ASSIGNMENT> Say how many lines of the data below have the word "Query" in them. Add nothing else.

== == ==

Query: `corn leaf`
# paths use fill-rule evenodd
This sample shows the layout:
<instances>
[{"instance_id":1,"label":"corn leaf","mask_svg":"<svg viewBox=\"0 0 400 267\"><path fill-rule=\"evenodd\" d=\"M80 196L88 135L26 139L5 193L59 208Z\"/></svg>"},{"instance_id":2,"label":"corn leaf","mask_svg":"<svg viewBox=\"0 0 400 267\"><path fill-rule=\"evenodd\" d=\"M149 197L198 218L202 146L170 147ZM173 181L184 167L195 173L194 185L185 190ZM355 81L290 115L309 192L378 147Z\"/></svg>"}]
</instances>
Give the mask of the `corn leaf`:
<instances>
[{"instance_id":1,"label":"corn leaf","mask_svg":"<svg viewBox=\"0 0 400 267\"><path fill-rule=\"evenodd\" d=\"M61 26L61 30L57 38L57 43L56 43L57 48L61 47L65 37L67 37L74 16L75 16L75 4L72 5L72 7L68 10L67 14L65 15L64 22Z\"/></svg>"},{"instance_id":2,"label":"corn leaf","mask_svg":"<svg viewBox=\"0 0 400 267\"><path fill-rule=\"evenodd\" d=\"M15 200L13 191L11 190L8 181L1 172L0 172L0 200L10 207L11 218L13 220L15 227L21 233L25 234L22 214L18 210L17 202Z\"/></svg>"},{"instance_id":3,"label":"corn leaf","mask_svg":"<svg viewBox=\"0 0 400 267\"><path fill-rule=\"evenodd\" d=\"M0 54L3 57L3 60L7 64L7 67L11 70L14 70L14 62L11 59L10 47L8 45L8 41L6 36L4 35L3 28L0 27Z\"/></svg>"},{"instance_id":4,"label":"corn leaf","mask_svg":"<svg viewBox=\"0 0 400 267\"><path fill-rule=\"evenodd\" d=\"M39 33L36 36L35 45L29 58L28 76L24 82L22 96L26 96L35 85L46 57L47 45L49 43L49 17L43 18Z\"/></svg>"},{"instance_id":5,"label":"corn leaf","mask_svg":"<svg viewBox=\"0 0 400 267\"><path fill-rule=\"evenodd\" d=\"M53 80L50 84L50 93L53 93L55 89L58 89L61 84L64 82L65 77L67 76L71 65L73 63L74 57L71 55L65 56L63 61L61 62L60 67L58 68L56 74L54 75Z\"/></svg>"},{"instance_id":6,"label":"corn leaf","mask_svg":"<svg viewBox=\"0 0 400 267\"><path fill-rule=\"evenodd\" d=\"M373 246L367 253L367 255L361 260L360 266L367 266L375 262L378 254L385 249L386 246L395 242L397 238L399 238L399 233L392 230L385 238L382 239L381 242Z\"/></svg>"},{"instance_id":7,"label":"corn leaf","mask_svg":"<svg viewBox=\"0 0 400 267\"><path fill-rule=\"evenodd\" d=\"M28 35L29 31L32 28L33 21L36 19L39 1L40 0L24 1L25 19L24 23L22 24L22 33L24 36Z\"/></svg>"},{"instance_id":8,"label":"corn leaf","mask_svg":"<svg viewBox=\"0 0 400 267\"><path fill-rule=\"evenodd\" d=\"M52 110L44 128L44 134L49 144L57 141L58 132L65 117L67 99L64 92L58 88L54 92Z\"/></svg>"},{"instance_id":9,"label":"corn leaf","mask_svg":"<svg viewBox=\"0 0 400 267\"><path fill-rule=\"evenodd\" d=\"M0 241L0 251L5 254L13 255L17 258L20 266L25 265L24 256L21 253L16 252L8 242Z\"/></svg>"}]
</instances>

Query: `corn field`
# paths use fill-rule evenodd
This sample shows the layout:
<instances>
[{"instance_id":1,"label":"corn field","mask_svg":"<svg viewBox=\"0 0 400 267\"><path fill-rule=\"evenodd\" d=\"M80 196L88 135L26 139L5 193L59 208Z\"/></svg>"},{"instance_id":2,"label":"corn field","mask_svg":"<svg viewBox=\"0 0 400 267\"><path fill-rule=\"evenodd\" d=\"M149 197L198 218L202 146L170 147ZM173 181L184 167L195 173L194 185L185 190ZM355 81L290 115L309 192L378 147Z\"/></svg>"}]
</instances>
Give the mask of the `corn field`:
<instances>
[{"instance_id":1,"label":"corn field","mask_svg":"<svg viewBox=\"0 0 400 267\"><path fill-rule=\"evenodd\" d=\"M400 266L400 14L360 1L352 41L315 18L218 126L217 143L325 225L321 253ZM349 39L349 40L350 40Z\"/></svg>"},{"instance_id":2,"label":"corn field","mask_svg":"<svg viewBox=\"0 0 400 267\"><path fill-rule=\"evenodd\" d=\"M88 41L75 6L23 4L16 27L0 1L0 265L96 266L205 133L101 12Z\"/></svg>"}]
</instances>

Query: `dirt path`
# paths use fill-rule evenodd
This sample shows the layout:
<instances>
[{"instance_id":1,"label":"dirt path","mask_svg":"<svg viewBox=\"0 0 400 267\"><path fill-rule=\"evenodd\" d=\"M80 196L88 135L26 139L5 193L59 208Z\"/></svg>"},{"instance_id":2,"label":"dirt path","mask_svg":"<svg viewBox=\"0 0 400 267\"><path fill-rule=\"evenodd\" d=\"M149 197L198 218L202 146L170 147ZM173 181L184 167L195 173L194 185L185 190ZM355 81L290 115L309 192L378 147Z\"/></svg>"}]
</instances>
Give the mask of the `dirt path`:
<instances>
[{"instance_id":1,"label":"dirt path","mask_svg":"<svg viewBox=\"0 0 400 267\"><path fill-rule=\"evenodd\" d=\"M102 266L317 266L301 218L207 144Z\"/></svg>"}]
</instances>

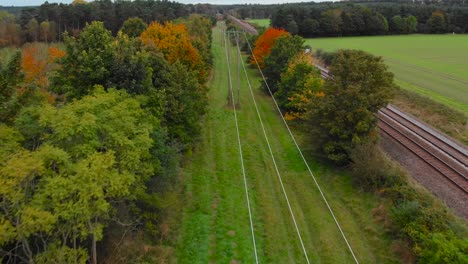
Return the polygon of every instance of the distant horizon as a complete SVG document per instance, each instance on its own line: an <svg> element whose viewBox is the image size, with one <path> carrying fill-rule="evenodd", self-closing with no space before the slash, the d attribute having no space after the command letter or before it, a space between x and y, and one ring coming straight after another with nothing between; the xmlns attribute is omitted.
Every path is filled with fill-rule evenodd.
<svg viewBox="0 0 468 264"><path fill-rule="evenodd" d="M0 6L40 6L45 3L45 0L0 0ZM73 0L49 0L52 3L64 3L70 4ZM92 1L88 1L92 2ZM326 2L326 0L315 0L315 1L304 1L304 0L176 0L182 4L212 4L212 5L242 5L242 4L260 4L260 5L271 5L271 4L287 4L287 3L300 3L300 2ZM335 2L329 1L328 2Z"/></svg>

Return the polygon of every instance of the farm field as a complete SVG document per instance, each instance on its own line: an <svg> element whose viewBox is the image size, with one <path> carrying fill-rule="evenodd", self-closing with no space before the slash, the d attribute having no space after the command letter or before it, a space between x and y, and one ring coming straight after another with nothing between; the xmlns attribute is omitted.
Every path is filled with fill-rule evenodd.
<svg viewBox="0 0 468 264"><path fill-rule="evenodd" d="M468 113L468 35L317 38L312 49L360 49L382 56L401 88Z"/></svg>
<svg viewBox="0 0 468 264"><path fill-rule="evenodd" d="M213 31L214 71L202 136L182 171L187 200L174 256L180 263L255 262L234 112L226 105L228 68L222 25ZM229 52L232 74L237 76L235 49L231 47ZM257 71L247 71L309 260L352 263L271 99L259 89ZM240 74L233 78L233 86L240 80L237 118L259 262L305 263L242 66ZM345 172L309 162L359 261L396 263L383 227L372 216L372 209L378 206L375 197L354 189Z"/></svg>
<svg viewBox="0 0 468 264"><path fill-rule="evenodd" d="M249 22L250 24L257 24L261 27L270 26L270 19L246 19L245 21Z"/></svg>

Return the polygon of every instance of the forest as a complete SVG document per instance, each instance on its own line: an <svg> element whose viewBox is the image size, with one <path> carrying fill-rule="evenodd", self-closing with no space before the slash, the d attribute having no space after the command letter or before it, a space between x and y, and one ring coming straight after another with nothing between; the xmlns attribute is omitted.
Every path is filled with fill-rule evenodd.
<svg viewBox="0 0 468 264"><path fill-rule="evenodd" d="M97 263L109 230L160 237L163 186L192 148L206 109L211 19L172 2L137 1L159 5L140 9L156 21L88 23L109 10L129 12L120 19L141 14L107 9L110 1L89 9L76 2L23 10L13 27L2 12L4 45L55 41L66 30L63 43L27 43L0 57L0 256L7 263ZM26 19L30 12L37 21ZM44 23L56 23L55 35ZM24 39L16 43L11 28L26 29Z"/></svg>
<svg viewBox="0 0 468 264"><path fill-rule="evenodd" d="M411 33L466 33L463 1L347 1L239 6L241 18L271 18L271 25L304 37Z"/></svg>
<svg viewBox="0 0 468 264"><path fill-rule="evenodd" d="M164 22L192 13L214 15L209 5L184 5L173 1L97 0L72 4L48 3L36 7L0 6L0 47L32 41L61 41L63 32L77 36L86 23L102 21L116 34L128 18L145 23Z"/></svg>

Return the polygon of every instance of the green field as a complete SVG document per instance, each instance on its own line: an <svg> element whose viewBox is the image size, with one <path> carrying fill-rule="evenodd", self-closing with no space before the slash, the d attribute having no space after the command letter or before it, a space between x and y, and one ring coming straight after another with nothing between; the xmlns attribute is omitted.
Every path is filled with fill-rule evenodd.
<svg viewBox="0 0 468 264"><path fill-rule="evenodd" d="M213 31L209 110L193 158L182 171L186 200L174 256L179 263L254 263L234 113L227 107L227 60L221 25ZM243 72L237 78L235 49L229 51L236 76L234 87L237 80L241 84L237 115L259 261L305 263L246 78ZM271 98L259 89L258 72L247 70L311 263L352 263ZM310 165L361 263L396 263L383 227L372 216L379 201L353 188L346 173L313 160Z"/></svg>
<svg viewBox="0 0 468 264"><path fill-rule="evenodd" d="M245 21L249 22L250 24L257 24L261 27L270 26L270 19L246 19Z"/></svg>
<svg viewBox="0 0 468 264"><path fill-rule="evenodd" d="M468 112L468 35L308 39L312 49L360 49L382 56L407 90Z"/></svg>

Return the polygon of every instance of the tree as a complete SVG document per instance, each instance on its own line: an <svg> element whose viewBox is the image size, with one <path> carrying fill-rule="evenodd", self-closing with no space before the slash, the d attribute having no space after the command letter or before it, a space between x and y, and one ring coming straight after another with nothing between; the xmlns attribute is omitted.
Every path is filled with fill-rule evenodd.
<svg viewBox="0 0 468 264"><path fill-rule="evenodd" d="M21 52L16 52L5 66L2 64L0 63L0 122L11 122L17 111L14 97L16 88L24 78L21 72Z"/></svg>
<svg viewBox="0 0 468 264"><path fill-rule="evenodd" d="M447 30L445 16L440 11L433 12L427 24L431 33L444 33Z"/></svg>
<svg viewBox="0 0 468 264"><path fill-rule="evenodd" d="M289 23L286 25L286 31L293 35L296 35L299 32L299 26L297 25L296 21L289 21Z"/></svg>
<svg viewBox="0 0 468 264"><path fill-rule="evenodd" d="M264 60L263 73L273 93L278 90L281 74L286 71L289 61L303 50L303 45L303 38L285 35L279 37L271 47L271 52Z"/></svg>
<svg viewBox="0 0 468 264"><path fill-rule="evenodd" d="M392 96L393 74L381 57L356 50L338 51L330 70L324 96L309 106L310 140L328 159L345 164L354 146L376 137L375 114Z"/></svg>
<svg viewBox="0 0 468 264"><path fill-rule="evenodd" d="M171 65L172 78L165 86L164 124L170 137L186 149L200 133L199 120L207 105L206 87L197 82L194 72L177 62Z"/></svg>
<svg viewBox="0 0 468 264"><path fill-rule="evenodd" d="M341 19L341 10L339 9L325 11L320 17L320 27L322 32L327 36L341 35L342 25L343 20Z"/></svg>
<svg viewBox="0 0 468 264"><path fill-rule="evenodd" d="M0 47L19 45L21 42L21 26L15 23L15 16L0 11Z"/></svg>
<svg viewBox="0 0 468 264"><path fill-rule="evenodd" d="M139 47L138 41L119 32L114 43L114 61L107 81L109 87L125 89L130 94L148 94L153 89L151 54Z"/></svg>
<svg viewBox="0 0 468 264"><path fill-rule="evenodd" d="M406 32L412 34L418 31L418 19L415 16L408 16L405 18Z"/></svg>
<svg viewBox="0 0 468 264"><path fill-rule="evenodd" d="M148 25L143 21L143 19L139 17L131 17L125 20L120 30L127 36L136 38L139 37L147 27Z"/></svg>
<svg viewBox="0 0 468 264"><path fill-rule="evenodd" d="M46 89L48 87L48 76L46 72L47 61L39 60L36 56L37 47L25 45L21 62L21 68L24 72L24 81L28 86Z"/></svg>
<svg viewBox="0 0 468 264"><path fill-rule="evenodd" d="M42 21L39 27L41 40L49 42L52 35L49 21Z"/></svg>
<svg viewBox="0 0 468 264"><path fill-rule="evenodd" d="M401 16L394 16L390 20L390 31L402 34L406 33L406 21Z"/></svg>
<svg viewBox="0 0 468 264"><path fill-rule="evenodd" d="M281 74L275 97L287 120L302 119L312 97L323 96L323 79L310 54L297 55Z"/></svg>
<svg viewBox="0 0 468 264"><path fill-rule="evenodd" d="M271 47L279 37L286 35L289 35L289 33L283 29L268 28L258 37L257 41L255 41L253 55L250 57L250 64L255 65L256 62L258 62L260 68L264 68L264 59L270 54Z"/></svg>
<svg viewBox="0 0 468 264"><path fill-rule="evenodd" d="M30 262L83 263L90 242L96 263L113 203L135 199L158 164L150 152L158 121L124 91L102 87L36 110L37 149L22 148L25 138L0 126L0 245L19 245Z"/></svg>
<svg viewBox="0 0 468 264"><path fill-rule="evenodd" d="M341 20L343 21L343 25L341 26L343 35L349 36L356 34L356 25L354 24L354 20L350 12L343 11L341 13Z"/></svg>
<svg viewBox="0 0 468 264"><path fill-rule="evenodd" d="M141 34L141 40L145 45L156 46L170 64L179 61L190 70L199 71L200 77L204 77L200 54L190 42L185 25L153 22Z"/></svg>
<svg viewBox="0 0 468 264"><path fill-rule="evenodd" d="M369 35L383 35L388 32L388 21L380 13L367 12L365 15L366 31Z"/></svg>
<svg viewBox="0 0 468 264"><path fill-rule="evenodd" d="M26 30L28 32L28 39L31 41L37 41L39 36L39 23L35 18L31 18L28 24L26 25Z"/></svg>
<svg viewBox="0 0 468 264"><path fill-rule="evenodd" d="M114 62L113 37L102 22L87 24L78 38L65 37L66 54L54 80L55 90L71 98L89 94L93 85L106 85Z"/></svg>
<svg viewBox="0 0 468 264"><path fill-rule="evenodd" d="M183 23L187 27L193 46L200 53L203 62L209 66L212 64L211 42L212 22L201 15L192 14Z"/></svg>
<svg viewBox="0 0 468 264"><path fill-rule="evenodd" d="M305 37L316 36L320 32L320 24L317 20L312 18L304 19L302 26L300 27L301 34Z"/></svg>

== == ==

RESULT> 3